**Instructions for the task:** Reproduce every entry below precisely; do not include the pictures.

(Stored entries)

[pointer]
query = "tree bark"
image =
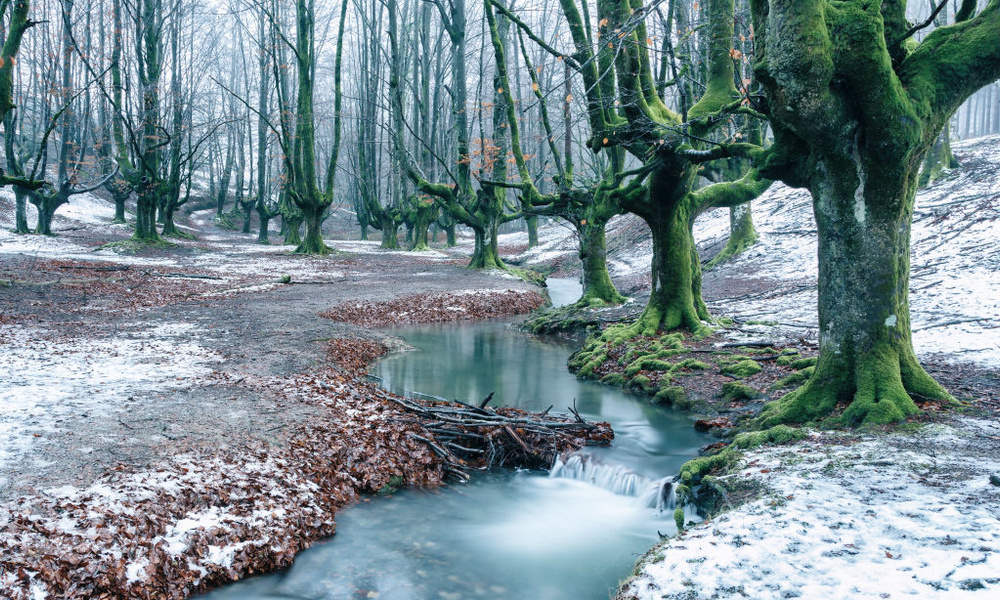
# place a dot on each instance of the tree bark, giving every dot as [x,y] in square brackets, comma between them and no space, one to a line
[866,351]
[597,285]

**Result for this task:**
[pointer]
query = "tree bark"
image =
# place a dot on each instance of the tree bark, giving every dot as [x,y] in square brackets, comma between them and no space, one to a line
[866,351]
[597,285]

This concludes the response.